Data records

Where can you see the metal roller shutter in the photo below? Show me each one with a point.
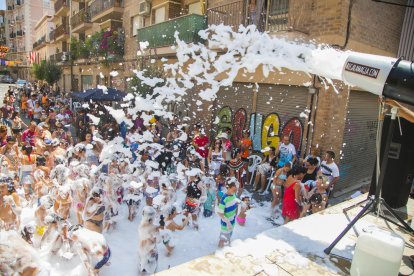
(234, 106)
(357, 160)
(288, 102)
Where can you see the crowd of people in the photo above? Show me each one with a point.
(77, 185)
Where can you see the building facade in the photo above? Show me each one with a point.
(3, 28)
(42, 46)
(344, 122)
(95, 37)
(21, 19)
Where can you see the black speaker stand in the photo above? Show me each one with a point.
(375, 203)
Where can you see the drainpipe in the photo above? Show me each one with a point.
(70, 50)
(314, 91)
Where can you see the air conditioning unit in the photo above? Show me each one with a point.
(65, 56)
(144, 8)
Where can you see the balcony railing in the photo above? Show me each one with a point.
(52, 35)
(277, 17)
(232, 14)
(62, 30)
(61, 4)
(56, 57)
(99, 6)
(82, 16)
(162, 34)
(40, 42)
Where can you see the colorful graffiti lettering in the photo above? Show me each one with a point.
(264, 131)
(294, 129)
(224, 116)
(270, 131)
(239, 124)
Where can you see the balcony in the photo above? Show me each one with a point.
(62, 32)
(58, 57)
(80, 21)
(52, 35)
(19, 18)
(162, 34)
(103, 10)
(233, 14)
(61, 7)
(40, 43)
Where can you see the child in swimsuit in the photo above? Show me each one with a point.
(278, 180)
(244, 207)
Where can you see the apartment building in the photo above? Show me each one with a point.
(21, 19)
(106, 34)
(82, 26)
(2, 28)
(274, 108)
(43, 46)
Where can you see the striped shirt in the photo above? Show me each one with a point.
(228, 207)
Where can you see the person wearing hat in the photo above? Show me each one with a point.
(3, 135)
(31, 104)
(94, 211)
(82, 122)
(94, 250)
(9, 204)
(227, 146)
(27, 162)
(201, 142)
(11, 152)
(51, 119)
(227, 210)
(37, 112)
(29, 135)
(62, 134)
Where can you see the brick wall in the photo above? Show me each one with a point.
(377, 25)
(330, 118)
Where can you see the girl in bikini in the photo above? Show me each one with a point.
(94, 212)
(278, 181)
(244, 207)
(27, 162)
(168, 226)
(63, 202)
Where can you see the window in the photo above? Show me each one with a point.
(136, 23)
(278, 15)
(86, 82)
(195, 8)
(159, 15)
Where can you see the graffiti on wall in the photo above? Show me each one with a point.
(265, 131)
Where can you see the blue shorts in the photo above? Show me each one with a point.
(105, 259)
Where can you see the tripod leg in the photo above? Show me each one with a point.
(406, 226)
(350, 225)
(353, 206)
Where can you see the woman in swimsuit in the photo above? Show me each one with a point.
(27, 162)
(170, 226)
(94, 212)
(278, 181)
(291, 198)
(244, 207)
(11, 151)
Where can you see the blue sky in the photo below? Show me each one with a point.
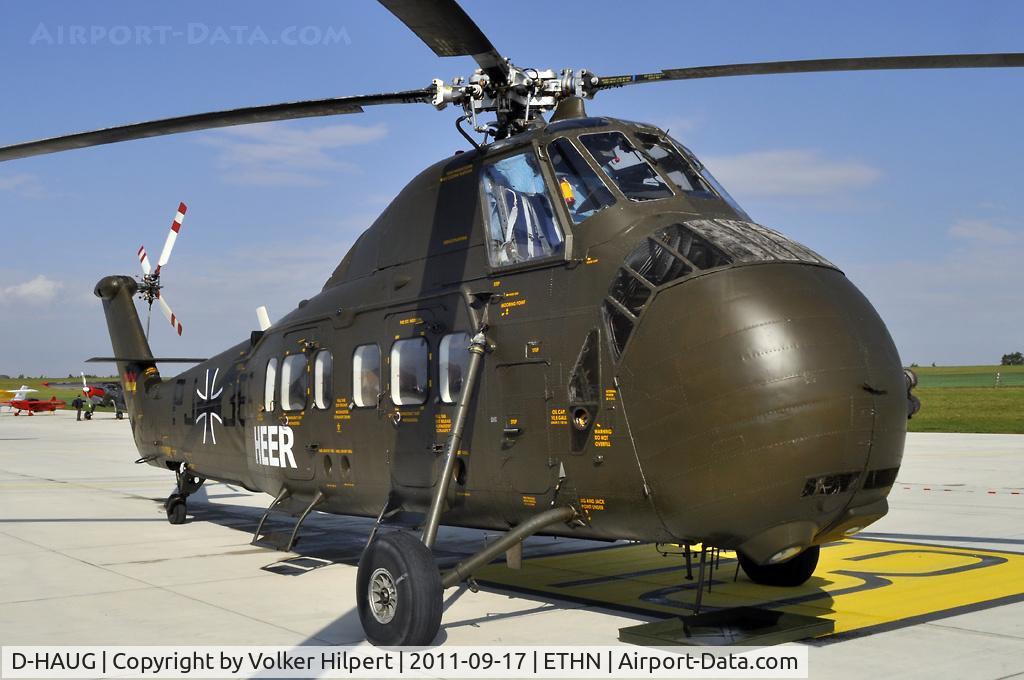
(908, 181)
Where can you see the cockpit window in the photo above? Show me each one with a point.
(581, 188)
(710, 178)
(520, 219)
(673, 165)
(626, 166)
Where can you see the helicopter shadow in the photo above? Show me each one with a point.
(326, 540)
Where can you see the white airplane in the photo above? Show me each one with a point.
(16, 394)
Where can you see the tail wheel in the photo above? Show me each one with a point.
(398, 591)
(790, 574)
(176, 509)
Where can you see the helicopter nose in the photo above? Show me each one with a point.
(768, 407)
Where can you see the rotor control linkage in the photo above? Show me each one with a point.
(477, 347)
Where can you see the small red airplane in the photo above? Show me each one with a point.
(33, 406)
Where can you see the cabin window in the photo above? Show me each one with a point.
(631, 172)
(581, 187)
(673, 165)
(714, 183)
(520, 219)
(323, 377)
(410, 360)
(453, 365)
(269, 383)
(366, 375)
(293, 382)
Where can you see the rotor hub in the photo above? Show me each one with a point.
(518, 101)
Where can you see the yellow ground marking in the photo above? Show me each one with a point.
(858, 584)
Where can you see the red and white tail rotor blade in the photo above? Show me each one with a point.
(143, 259)
(166, 308)
(172, 236)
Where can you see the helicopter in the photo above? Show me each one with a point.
(569, 329)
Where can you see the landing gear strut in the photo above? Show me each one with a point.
(398, 591)
(790, 574)
(176, 505)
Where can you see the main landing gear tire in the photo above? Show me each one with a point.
(790, 574)
(398, 591)
(176, 509)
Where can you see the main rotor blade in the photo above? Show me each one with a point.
(448, 30)
(820, 66)
(264, 114)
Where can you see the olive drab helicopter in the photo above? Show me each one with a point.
(569, 329)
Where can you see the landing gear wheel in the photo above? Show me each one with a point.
(790, 574)
(176, 509)
(398, 591)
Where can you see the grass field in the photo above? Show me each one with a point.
(954, 398)
(47, 392)
(966, 398)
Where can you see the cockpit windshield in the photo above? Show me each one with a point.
(520, 220)
(710, 179)
(581, 188)
(626, 166)
(673, 165)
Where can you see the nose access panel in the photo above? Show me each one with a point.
(751, 385)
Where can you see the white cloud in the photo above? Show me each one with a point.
(40, 290)
(983, 231)
(790, 172)
(957, 307)
(278, 155)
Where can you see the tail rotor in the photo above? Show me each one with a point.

▶ **Exercise requirements**
Rescale the stretch from the row that contains "Where can you see the yellow" through the end of the rows, both ends included. Repeat every line in it, the requests too, but multiply each coordinate in the answers by 1.85 and round to a whole number, with halves rounded up.

▶ **In response**
Where can you see the yellow ground marking in the photo above? Show me each one with a point.
(1587, 1080)
Where can you see the red and white tail rotor blade in the photo above? Show me each one with a point.
(265, 479)
(307, 570)
(318, 437)
Where can you see the helicopter in the photo above? Show me each one with a point.
(1053, 609)
Where can you see the landing gear strut in the photo above? Show me each one with a point.
(736, 1093)
(1462, 1062)
(326, 934)
Where can you see the main landing gear tire in the photo above? Show me each one with a point.
(1462, 1062)
(736, 1093)
(326, 942)
Where can you see the main rotor blade in the photo above? Show me each one with a point.
(829, 56)
(1517, 122)
(488, 211)
Where can you see the olive drab helicopter in the photo above? Show me each one with a point.
(1053, 609)
Where can you see the landing gear wheel in the photo above? Show me each one with a point.
(1462, 1062)
(326, 942)
(736, 1093)
Where can you see the grass field in the photo above? Show me each one with a point.
(1765, 736)
(87, 725)
(1787, 736)
Where can you see the cockpit windshield in the photo above? Show me each one with a point.
(962, 407)
(1314, 331)
(1075, 348)
(1158, 307)
(1245, 305)
Where can you see the nose access panel in the photo above? Show me each one with a point.
(1389, 712)
Where can you see the white cloud in the photo above? Show me each one with a point.
(74, 537)
(1819, 427)
(1462, 318)
(1770, 568)
(514, 287)
Where can you see the tail rotor in the photo above? Show me each one with a point.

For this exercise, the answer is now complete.